* _Work instruction_
Please reproduce every entry, keeping each one exact.

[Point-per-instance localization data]

········

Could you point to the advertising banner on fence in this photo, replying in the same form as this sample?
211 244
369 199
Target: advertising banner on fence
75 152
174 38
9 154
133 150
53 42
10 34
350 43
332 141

········

* _Written answer_
Could you point to the advertising banner on fence in this photo, replying in the same form as this sample?
211 244
369 199
Target: advertising banner on fence
75 152
174 38
9 154
133 150
53 42
10 34
350 43
332 141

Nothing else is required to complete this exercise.